# ARTICLE:

%%

I'd had a metre of this Liberty stuff sitting in my cupboard waiting for me to make a top out of it, and I thought I'd make something similar to the black and white in the last stashbust, except with a slightly narrower neckline and longer sleeves. That is not what that is, and I'm not entirely sure why. I think I misremembered what I did for the last one. When I cut it out I cropped it at what I thought was the same point I cropped it last time, only to end up with something that barely covered my boobs. I put an extra-wide hem band on to compensate, then decided to finish the neck and sleeves with bands as well since I was already doing that. I also made the hem band a bit too big, so I'll be taking that in a bit during my next alterations blitz.

The problem with this top is that it goes with precisely nothing. I'd had a couple of skirts in mind, and nope, neither of them work. I really do want to wear this top but I'm a bit stumped as to what colours it might go with. If anyone has any recommendations, please pass them on; I'd like to work it into my next fabric purchase.


I debated back and forth whether or not to give this next one its own post. It's not stashbusting because I bought the fabric the same day I made it, and since it's a material I'd never worked with before I would ordinarily default to "stand-alone post." But I can't really justify that, because there's absolutely nothing to it.


This is a T-shirt. It's more or less the same as my bodice block top from April, except I've changed the neckline, lengthened the sleeves a bit, taken it in at the sides and introduced a bit of shaping at the waist. Not enough to make much visible difference, because this thing is still pretty large. I was a bit limited in terms of length, so this only really works tucked into something high-waisted, but I can and have got plenty of wear out of it that way. The fabric is a remnant of felton silk I bought on impulse at Sew Over It, and it was a nice low-pressure way of working with silk for the first time. I don't have too much to say on that front either; it was really nice to work with and didn't misbehave nearly as much as I thought it would, but it frays like gangbusters. It didn't occur to me to French seam it, but that's what I'll be doing to any and all future light silk garments.

I've got a fair amount of wear out of this already. Yay silk T-shirts!


...yeah, sorry.

This is my first mini tulip skirt, and I really like it. The fabric is a moss crepe, another piece from my friend Micky. There was only about half a metre of it, so I could only get a miniskirt out of it and there wasn't enough for a matching waistband, but I LOVE this colour and I actually really like this length (though for subsequent minis I'll probably cut it slightly longer so I can have a wider hem). The one thing I don't like about this skirt is that the waistband is somehow too big at the top. Can you put darts in a waistband? Is that weird?


(Also, having learned about neutral patterned tops + bright bottoms from Me Made May, I have enthusiastically adopted that as a thing.)

%%

# RECORDS PROVIDED:
%%

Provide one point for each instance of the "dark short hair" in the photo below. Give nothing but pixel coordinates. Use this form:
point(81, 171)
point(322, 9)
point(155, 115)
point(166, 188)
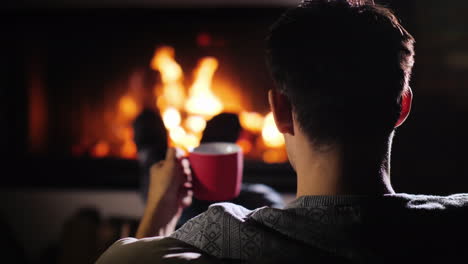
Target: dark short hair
point(343, 65)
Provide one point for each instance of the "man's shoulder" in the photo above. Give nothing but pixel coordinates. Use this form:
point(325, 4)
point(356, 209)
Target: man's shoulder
point(225, 231)
point(153, 250)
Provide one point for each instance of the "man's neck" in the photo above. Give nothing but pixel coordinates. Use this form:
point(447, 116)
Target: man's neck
point(329, 172)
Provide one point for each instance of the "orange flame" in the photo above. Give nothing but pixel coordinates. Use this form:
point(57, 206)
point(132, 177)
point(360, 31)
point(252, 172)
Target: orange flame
point(171, 118)
point(101, 149)
point(128, 107)
point(270, 134)
point(173, 93)
point(251, 121)
point(195, 124)
point(202, 101)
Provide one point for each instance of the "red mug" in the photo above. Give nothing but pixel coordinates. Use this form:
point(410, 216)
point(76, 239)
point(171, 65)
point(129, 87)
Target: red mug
point(217, 171)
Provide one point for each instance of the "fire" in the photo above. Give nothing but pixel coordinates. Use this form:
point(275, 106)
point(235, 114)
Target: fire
point(171, 118)
point(251, 121)
point(195, 124)
point(180, 138)
point(173, 93)
point(128, 150)
point(271, 136)
point(101, 149)
point(202, 101)
point(128, 107)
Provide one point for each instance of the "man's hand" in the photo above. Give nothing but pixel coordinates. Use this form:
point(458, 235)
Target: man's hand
point(169, 193)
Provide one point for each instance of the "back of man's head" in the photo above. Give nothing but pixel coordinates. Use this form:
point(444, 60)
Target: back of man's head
point(343, 65)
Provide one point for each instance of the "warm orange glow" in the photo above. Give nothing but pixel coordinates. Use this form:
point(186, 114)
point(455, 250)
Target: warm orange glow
point(100, 150)
point(128, 107)
point(180, 138)
point(245, 145)
point(125, 133)
point(195, 124)
point(201, 99)
point(171, 118)
point(177, 134)
point(270, 134)
point(251, 121)
point(128, 150)
point(173, 93)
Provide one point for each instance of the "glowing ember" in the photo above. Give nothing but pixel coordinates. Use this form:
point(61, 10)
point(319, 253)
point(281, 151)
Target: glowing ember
point(100, 150)
point(201, 100)
point(271, 136)
point(177, 134)
point(128, 150)
point(180, 138)
point(171, 118)
point(245, 145)
point(128, 107)
point(173, 93)
point(195, 124)
point(251, 121)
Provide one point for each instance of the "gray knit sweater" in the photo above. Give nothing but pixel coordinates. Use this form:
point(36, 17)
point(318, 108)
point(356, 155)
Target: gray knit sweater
point(359, 229)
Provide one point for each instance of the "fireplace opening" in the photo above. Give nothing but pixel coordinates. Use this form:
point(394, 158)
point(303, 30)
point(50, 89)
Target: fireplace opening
point(87, 75)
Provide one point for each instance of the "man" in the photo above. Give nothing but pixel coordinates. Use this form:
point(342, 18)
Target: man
point(342, 71)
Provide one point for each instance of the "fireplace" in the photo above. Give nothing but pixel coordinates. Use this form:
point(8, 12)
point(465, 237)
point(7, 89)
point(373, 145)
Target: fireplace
point(85, 75)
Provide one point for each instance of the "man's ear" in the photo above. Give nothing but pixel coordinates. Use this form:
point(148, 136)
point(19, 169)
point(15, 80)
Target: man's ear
point(406, 100)
point(282, 111)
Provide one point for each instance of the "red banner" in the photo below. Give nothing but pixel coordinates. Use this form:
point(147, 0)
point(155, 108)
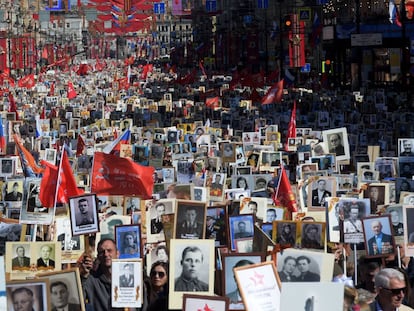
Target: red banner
point(113, 175)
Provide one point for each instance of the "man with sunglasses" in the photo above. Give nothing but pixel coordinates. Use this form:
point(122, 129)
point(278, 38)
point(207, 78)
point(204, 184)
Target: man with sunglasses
point(391, 289)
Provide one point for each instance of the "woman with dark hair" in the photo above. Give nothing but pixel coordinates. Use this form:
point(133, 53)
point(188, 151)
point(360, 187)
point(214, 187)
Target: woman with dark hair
point(157, 293)
point(241, 182)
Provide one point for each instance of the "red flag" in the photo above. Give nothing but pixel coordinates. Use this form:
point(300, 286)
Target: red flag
point(52, 89)
point(29, 164)
point(27, 81)
point(66, 181)
point(43, 113)
point(80, 146)
point(201, 65)
point(58, 182)
point(113, 175)
point(13, 105)
point(284, 195)
point(292, 125)
point(71, 90)
point(83, 70)
point(274, 94)
point(212, 102)
point(45, 54)
point(2, 138)
point(48, 184)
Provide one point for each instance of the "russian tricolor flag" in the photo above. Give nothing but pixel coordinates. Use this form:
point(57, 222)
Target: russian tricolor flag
point(115, 146)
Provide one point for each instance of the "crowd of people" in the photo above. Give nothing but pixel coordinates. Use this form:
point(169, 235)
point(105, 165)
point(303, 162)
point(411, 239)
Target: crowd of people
point(220, 159)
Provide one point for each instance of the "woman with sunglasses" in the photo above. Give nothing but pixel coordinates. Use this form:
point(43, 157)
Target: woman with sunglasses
point(158, 287)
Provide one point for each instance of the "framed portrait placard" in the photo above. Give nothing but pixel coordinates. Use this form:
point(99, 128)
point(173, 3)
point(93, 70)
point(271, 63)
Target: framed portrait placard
point(155, 228)
point(378, 235)
point(26, 259)
point(259, 286)
point(38, 289)
point(319, 296)
point(32, 211)
point(128, 241)
point(319, 190)
point(240, 227)
point(216, 225)
point(408, 218)
point(190, 259)
point(190, 222)
point(204, 302)
point(126, 283)
point(298, 265)
point(337, 142)
point(65, 282)
point(71, 246)
point(229, 285)
point(84, 214)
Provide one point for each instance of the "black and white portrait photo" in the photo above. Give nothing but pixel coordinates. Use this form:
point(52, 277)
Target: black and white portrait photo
point(191, 268)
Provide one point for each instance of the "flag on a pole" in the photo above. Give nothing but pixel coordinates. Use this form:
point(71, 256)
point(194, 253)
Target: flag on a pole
point(27, 81)
point(66, 181)
point(212, 102)
point(113, 175)
point(115, 146)
point(394, 14)
point(292, 126)
point(274, 94)
point(284, 195)
point(58, 182)
point(317, 28)
point(48, 185)
point(2, 138)
point(71, 90)
point(29, 165)
point(80, 146)
point(13, 105)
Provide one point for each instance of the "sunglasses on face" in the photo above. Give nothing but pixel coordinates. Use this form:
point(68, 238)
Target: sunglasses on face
point(396, 291)
point(159, 273)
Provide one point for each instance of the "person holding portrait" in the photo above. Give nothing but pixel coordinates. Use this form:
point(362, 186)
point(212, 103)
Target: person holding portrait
point(289, 266)
point(320, 193)
point(157, 287)
point(302, 263)
point(286, 237)
point(235, 296)
point(191, 262)
point(15, 194)
point(23, 299)
point(397, 225)
point(156, 222)
point(380, 242)
point(127, 278)
point(353, 224)
point(242, 232)
point(44, 260)
point(406, 148)
point(190, 228)
point(59, 296)
point(312, 237)
point(130, 246)
point(335, 144)
point(20, 261)
point(83, 216)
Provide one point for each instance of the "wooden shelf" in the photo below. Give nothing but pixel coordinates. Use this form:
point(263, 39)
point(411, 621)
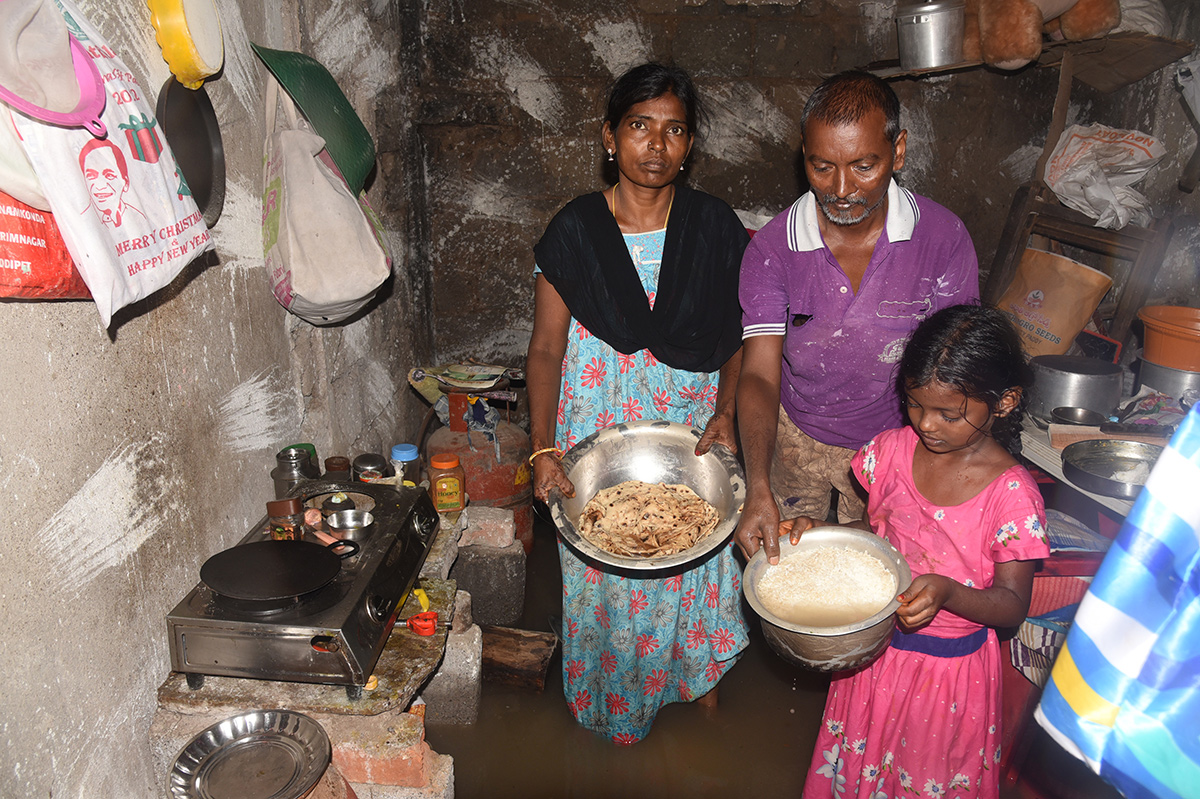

%%

# TO BE DONE:
A – Answer from the sewing post:
(i) How much of the Liberty fabric had been sitting in the cupboard?
(ii) What fabric was the T-shirt made from, and where was it bought?
(iii) Whose fabric was the moss crepe used for the mini tulip skirt?
B – Return each line of the listing that contains the string "sweater".
The sewing post and the listing have nothing to do with each other.

# TASK-BY-TASK ANSWERS:
A –
(i) A metre.
(ii) A remnant of felton silk, bought on impulse at Sew Over It.
(iii) It came from a friend named Micky.

B –
Provide one point for each instance of the "gray knit sweater" in the photo above. Give nothing but pixel coordinates. Use this form:
Target: gray knit sweater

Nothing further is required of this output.